## start DOCUMENT SECTION

I have suppose 3 live CD linux packages.
MoviX2,GeeXbox,Womp

and i want to create a Bootable CD where i can have all the linux 
distros boot with the help of a menu.

Rescue is Possible package is the solution but its complicated to understand.

How do i build the MultiBoot ISO with RIP on a Windows Platform.


----------



## klinux (Feb 5, 2005)

@Quad : gives me another thought . If its possible to load multiple linuxes ( is this the plural ?? ) off of a cd , Would it be possible to install and run multiple linuxes on different folders in the same partition . eg 

hda2 
 - /fedora
 - /debian
 - /suse 

???

like while installing multiple versions of lin in different partitions , i accidently (or it did it intentionally )created root as /1 instead of / and it works fine .

that brings me to another q . if u can load linux and mount ntfs from any live cd onto a sys working on windows , what happens to windows / ntfs security . everyone can access data , no matter how well protected it is under windows right ???

## end DOCUMENT SECTION
## start DATA ENTRIES

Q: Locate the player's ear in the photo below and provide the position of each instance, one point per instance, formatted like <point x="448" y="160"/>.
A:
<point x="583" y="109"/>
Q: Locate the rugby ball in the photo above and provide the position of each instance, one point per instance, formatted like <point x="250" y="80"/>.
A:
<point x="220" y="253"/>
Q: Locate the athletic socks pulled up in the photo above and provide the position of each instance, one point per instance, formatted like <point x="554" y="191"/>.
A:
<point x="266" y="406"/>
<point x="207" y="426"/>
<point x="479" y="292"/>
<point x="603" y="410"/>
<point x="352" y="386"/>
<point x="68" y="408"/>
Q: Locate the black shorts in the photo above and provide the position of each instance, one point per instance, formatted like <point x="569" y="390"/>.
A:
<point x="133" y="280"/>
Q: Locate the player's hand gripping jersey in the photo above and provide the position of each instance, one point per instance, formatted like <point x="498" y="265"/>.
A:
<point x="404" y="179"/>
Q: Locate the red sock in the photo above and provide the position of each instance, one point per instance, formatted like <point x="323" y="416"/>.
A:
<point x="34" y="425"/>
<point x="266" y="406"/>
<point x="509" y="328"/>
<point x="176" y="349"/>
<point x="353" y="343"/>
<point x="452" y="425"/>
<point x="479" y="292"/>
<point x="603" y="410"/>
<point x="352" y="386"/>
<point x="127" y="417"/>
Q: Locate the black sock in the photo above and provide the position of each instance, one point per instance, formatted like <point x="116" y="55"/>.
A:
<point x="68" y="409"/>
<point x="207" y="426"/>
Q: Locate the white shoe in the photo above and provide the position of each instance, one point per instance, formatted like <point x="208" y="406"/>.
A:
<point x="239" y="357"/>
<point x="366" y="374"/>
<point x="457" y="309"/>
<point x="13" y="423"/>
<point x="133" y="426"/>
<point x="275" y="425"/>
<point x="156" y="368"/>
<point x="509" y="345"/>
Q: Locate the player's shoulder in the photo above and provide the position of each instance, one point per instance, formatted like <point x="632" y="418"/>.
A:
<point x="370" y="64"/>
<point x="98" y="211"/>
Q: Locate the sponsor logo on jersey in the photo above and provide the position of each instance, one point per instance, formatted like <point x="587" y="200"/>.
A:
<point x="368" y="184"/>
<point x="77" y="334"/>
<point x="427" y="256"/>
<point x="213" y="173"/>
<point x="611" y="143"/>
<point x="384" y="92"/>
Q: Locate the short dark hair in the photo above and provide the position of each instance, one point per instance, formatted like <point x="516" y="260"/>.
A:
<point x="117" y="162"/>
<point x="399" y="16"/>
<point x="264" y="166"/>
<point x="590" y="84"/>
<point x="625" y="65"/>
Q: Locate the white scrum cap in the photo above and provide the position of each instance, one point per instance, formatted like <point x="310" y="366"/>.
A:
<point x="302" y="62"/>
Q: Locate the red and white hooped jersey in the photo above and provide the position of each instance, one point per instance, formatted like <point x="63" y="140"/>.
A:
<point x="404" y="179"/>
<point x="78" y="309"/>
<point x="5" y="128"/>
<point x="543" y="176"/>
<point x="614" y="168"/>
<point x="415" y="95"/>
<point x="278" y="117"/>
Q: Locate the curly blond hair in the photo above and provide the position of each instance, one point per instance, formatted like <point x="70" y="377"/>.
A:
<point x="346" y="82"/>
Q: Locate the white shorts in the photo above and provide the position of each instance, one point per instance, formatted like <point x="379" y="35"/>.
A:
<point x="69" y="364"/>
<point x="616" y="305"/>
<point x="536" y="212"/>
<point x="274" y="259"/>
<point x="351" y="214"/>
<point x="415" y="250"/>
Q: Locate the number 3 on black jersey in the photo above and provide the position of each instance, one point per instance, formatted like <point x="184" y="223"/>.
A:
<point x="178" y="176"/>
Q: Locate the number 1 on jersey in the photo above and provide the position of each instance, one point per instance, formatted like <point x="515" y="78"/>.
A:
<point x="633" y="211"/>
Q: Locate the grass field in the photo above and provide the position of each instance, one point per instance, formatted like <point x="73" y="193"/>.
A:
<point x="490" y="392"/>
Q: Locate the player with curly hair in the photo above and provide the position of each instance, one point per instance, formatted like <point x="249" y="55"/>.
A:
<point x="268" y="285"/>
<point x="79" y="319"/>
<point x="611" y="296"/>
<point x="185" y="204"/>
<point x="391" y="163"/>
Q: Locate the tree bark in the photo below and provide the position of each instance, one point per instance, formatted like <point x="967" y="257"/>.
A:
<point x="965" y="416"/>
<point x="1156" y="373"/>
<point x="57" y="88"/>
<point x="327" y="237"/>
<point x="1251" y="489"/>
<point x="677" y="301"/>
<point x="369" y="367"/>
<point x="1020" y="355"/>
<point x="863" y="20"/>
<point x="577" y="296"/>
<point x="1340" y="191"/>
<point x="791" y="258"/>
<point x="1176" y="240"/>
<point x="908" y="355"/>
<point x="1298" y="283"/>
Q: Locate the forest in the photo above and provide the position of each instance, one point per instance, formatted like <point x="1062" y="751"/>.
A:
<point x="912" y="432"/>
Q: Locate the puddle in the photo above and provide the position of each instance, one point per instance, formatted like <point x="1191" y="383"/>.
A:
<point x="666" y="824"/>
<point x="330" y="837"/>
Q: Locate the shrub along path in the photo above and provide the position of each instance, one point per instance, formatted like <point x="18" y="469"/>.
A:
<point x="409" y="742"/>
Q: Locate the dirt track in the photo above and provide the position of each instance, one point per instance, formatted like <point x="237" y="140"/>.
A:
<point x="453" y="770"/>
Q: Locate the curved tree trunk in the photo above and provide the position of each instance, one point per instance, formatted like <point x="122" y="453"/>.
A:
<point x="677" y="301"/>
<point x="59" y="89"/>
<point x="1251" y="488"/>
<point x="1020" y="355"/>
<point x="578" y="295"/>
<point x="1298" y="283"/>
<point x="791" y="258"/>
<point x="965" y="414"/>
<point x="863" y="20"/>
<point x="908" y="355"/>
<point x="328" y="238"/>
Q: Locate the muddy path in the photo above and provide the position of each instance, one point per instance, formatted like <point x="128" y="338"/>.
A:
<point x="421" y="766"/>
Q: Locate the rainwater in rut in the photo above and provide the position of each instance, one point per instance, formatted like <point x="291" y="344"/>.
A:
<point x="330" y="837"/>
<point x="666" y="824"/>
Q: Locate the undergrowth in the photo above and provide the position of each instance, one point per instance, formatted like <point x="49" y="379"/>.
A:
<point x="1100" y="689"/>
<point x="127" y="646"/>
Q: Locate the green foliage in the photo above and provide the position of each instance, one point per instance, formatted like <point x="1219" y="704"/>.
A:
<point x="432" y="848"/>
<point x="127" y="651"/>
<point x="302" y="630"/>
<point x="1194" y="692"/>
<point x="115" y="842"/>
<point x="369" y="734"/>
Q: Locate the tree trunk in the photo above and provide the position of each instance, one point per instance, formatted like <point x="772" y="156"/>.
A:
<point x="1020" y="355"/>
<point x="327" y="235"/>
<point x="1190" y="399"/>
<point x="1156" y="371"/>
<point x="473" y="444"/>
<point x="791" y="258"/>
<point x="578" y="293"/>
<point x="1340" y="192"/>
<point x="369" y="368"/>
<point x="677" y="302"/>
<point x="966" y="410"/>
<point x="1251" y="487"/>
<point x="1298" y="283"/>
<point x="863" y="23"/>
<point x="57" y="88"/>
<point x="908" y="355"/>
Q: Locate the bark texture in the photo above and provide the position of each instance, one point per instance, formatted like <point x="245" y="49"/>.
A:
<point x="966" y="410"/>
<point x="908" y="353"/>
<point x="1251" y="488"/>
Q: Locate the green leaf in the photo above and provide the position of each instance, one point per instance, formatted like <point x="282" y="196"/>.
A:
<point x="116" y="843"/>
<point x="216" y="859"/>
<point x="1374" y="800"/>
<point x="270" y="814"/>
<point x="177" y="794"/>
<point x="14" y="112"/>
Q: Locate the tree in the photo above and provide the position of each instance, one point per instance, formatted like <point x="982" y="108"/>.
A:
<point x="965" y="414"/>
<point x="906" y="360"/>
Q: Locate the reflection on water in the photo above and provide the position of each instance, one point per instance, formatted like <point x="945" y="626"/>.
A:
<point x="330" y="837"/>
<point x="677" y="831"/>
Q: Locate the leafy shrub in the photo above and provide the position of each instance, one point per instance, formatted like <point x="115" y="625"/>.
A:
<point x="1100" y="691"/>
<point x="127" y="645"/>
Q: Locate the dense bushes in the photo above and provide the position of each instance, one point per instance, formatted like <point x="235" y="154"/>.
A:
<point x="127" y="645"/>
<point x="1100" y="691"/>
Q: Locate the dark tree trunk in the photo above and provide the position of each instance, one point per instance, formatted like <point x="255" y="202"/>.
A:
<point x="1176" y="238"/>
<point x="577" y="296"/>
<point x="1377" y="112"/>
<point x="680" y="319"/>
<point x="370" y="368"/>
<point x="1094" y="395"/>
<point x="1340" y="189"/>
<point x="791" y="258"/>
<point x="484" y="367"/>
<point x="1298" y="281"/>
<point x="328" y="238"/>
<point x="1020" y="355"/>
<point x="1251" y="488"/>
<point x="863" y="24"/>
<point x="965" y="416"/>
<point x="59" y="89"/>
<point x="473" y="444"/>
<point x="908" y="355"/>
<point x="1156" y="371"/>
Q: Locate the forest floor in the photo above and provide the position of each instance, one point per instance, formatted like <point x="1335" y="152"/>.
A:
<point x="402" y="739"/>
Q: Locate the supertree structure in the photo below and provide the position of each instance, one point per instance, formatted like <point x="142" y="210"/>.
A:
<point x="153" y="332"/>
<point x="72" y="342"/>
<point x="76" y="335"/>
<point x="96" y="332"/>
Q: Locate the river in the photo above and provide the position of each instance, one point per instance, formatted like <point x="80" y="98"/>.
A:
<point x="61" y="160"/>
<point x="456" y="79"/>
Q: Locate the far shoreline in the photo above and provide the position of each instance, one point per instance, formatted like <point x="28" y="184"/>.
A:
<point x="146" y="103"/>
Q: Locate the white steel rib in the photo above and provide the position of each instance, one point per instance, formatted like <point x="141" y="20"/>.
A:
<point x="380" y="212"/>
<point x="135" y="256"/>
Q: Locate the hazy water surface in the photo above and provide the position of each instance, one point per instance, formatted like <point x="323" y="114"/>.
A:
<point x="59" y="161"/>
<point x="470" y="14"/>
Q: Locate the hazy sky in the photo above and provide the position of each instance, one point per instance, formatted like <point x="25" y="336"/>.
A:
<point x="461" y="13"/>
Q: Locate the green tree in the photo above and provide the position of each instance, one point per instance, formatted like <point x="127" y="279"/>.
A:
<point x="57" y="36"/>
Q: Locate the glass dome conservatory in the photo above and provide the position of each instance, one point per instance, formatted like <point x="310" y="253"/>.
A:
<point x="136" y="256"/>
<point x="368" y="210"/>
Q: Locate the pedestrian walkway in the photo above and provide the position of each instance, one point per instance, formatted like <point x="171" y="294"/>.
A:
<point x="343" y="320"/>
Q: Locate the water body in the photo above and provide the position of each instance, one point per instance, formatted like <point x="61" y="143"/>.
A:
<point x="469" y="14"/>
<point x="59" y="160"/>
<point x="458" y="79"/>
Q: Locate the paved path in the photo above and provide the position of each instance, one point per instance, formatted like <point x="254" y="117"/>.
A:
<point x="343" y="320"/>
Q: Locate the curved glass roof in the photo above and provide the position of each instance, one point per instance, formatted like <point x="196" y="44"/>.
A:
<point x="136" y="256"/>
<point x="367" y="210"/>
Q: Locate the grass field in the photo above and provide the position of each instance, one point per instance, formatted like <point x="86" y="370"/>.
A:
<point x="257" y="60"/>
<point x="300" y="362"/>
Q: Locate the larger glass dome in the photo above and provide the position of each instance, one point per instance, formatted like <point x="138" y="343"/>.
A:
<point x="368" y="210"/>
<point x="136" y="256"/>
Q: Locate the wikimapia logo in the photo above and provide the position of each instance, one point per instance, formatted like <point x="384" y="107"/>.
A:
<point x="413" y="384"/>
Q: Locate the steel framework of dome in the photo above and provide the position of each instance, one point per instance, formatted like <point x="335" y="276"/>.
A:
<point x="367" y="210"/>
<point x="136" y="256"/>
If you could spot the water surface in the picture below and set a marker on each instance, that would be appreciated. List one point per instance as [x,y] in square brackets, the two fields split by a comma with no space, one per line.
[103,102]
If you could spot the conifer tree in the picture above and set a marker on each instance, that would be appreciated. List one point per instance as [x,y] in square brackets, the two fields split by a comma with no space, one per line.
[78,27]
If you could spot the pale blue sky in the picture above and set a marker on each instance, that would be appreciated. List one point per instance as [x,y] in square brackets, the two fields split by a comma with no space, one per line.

## end DATA ENTRIES

• _WHAT IS ASKED_:
A) From the forum thread about the multiboot live CD, return the part that opens with the words containing "I have suppose" and closes with "a Windows Platform.", copied word for word.
B) Take the multiboot live CD thread further, picking up right after its final sentence.

• _ANSWERS IN ORDER_:
A)
I have suppose 3 live CD linux packages.
MoviX2,GeeXbox,Womp

and i want to create a Bootable CD where i can have all the linux 
distros boot with the help of a menu.

Rescue is Possible package is the solution but its complicated to understand.

How do i build the MultiBoot ISO with RIP on a Windows Platform.

B)
or are there restrictions to mounting compressed or encrypted ntfs folders in linux ???


----------



## quad master (Feb 5, 2005)

@klinux

currently i havent reached a solution with the help of which i could create 
a multiboot Live Linux CD.

I am still going through procedures and long documents


----------



## Guest (Feb 14, 2005)

rohandhruva said:
			
		

> Hi
> 
> *multidistro.tlm-project.org/md_en.html
> 
> Have a look.


Has anybody downloaded & tried this multiboot distro in a single cd? Is it working, if its i'll also download.
Since its a big dnld. i wanted to confirm. Thanks!.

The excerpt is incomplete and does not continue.